Collected data

§ §

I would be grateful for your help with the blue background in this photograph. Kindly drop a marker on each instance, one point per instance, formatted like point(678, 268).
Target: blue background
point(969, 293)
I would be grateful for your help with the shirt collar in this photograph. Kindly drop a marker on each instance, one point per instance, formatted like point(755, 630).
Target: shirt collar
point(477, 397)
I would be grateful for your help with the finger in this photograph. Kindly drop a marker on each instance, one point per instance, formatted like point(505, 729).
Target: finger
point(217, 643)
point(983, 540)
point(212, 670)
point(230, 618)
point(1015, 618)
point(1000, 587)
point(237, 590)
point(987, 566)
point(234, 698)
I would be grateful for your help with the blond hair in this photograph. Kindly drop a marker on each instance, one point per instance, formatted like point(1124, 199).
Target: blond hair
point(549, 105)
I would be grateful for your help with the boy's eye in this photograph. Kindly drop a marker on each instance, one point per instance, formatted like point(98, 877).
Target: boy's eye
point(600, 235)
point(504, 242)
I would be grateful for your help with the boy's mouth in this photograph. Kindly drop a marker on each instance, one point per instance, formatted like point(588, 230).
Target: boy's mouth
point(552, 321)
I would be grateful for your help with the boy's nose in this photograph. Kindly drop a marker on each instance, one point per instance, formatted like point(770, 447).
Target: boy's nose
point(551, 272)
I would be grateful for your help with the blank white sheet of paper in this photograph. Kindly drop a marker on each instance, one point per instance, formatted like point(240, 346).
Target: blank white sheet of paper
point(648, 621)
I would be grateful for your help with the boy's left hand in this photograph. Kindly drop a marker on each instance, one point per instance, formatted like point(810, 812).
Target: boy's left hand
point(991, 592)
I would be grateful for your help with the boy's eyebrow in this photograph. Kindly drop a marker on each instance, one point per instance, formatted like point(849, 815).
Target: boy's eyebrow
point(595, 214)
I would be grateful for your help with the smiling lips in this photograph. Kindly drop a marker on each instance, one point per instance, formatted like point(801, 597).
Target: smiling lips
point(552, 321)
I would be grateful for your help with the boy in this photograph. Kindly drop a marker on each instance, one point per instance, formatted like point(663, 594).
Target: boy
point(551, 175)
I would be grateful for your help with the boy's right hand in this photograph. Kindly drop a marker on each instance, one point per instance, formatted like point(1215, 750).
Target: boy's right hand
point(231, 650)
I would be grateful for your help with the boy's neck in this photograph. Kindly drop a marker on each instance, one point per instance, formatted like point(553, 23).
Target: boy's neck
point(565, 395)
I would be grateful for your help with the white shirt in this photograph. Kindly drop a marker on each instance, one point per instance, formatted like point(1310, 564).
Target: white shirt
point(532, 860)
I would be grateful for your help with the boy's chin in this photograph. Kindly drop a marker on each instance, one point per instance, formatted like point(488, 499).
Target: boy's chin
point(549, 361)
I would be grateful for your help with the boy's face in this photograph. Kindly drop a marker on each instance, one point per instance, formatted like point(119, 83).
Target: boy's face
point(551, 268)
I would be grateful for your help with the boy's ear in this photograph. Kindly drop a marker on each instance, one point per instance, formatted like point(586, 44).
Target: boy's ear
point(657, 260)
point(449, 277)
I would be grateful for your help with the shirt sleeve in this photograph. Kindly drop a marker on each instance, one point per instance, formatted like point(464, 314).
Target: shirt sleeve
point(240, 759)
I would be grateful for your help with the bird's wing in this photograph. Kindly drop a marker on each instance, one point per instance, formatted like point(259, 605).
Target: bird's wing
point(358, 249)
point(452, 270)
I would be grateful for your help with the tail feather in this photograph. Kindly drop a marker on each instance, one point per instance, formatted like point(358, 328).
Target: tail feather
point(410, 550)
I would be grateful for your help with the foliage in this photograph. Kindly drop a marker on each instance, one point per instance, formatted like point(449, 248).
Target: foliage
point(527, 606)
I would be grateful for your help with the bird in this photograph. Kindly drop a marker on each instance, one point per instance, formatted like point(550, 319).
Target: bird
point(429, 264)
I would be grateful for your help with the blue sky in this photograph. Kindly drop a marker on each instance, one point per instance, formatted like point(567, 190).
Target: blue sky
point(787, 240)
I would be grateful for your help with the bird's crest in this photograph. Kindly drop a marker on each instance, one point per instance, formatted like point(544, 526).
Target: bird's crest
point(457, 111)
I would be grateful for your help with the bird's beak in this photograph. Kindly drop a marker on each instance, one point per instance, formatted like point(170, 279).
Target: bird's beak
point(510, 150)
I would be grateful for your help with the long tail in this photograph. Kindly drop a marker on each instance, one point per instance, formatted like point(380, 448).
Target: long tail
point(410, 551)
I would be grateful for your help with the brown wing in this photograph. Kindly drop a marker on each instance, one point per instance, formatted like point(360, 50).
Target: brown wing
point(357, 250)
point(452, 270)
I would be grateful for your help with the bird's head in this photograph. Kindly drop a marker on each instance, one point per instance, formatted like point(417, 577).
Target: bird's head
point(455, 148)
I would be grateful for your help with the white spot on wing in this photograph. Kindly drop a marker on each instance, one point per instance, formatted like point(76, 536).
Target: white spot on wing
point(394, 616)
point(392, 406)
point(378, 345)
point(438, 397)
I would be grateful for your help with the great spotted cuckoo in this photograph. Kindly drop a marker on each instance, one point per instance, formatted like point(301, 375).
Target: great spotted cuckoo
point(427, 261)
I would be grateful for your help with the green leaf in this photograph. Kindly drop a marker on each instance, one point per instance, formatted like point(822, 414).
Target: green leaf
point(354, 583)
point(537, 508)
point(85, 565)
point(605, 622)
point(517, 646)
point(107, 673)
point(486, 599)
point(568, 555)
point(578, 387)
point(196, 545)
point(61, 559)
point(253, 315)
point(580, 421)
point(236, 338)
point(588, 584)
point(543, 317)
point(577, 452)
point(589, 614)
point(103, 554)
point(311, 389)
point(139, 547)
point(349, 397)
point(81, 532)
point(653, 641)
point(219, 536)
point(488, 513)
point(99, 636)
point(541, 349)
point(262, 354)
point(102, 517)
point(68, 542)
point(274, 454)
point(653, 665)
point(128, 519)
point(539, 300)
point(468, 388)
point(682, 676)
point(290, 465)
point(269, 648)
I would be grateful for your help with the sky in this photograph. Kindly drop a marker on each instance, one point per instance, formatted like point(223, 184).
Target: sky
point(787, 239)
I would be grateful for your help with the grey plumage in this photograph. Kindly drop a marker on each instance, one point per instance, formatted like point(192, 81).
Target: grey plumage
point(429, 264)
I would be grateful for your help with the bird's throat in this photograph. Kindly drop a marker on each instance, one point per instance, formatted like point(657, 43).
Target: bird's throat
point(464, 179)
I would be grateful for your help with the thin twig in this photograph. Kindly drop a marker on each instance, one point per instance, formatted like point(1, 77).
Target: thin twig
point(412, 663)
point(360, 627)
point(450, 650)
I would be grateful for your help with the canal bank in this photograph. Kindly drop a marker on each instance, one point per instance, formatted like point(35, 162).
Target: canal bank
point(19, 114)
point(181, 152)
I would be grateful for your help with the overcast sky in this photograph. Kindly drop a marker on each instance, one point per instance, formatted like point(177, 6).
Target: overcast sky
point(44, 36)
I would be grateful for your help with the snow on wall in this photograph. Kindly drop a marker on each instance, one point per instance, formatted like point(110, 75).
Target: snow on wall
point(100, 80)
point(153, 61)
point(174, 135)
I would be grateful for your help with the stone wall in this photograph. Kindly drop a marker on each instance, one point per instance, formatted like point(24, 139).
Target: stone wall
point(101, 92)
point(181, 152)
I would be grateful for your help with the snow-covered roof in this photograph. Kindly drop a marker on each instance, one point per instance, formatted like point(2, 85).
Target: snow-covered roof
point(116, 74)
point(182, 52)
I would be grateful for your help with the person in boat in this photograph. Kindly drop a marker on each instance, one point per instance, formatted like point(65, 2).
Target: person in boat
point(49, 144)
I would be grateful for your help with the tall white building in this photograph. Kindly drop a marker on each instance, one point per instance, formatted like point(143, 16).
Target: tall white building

§ §

• [Challenge] Reproduce exactly the line containing "I would be grateful for your help with the grey" and every line after it through the end of the records above, and nothing else.

• [Exercise output]
I would be grateful for your help with the grey plumage in this photograph. Kindly drop a marker on each instance, one point per instance, formatted like point(192, 81).
Target: grey plumage
point(429, 264)
I would be grateful for your help with the bird's throat in this photograph. Kindly drop a marker on each instance, one point per instance, formatted like point(657, 43).
Target: bird's throat
point(464, 179)
I would be grateful for your help with the thin twig in this photograph. Kindly drop a marker on each instance, one point per instance, formatted like point(1, 77).
Target: thin twig
point(412, 663)
point(360, 627)
point(450, 650)
I would be grateful for your help with the canal bank in this photograph. Kindly drop a marker on each instance, one point per instance, formatted like point(35, 162).
Target: canal bank
point(19, 114)
point(181, 152)
I would be grateful for your help with the overcast sky in this photograph. Kindly drop a marker on each instance, one point per instance, formatted like point(177, 6).
Target: overcast sky
point(44, 36)
I would be grateful for your help with the snow on wall in this photograph. Kindly drop a marker on each instance, one point per instance, formatted like point(110, 75).
Target: snow on wall
point(100, 80)
point(153, 61)
point(174, 135)
I would be grateful for your help with the stone wall in this photograph. Kindly drop a marker on each instance, one point per instance, formatted like point(24, 139).
Target: stone wall
point(101, 92)
point(181, 152)
I would be grateful for your help with the snow-covered roof in this photograph. Kindly drop a marker on each instance, one point per instance, formatted like point(2, 85).
Target: snow-covered roof
point(116, 74)
point(182, 52)
I would be grateful for your help with the person in boat in this photograph. Kindly drop a marker on each instance, one point per instance, formatted like point(65, 2).
Target: person in boat
point(49, 144)
I would be grateful for your help with the tall white building in this photograph. Kindly drop a marker on each instance, one point per instance, formatted like point(143, 16).
Target: tall white building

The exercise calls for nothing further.